── Source
Grau-Moya, J., Leibfried, F., Genewein, T., & Braun, D. (2016). Planning with Information-Processing Constraints and Model Uncertainty in Markov Decision Processes. In P. Frasconi, N. Landwehr, G. Manco, & J. Vreeken (Eds.), Machine Learning and Knowledge Discovery in Databases (pp. 475-491). Cham, Switzerland: Springer.


Cite as: http://hdl.handle.net/21.11116/0000-0000-7A78-1
Abstract
Information-theoretic principles for learning and acting have been proposed to solve particular classes of Markov Decision Problems. Mathematically, such approaches are governed by a variational free energy principle and allow solving MDP planning problems with information-processing constraints expressed in terms of a Kullback-Leibler divergence with respect to a reference distribution. Here we consider a generalization of such MDP planners by taking model uncertainty into account. As model uncertainty can also be formalized as an information-processing constraint, we can derive a unified solution from a single generalized variational principle. We provide a generalized value iteration scheme together with a convergence proof. As limit cases, this generalized scheme includes standard value iteration with a known model, Bayesian MDP planning, and robust planning. We demonstrate the benefits of this approach in a grid world simulation.
────
Summarize the abstract above in two sentences.
── Data provided
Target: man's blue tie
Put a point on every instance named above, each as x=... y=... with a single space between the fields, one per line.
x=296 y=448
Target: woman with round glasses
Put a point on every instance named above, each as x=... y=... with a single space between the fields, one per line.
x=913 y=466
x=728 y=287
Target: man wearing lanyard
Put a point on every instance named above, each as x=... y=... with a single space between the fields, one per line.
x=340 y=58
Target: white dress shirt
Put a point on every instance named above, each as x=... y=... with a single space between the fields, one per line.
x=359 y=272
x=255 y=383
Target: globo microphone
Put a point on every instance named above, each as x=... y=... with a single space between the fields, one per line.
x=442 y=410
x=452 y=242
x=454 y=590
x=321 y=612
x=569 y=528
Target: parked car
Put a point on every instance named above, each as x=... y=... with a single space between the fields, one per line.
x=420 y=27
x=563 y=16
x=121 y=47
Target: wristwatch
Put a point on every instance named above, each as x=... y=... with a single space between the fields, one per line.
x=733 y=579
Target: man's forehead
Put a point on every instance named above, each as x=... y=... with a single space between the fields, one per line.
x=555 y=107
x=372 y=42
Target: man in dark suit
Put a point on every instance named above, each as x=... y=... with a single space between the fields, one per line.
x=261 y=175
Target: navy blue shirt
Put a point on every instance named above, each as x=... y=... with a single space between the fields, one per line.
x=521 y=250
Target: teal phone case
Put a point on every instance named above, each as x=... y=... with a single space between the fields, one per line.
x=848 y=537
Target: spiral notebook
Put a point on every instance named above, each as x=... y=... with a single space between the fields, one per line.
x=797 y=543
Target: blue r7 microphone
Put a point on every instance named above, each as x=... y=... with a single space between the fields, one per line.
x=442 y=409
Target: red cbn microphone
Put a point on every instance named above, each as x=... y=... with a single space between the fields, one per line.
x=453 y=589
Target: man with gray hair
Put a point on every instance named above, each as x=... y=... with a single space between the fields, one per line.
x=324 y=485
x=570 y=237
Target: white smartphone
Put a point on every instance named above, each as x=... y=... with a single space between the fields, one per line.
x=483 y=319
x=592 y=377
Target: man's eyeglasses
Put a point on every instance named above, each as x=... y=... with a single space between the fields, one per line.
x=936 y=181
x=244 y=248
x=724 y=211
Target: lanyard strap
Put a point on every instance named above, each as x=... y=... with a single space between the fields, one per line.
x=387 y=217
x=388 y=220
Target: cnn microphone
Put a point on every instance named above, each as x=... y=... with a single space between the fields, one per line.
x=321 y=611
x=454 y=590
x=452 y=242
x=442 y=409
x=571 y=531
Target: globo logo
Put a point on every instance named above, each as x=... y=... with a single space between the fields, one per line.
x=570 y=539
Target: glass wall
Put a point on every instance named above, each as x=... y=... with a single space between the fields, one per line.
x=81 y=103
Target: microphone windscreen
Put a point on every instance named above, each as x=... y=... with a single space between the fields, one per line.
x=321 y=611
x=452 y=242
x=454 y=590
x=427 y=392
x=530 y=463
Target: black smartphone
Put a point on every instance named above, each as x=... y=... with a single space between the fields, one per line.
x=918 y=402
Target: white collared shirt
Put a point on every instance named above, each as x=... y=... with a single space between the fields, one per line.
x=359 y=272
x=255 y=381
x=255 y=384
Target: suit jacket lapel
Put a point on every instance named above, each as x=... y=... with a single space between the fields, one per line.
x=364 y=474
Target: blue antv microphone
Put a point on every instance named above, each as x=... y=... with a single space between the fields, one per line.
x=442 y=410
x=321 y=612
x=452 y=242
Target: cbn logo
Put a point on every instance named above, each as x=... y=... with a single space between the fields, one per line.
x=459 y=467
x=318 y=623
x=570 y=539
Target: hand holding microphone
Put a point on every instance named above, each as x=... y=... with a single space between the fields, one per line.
────
The solution:
The work generalizes information-theoretic MDP planners, which handle information-processing constraints expressed as a Kullback-Leibler divergence from a reference distribution, by also taking model uncertainty into account, formalized as another such constraint so that a unified solution follows from a single generalized variational principle. It provides a generalized value iteration scheme with a convergence proof that includes standard value iteration with a known model, Bayesian MDP planning, and robust planning as limit cases, and it demonstrates the benefits in a grid world simulation.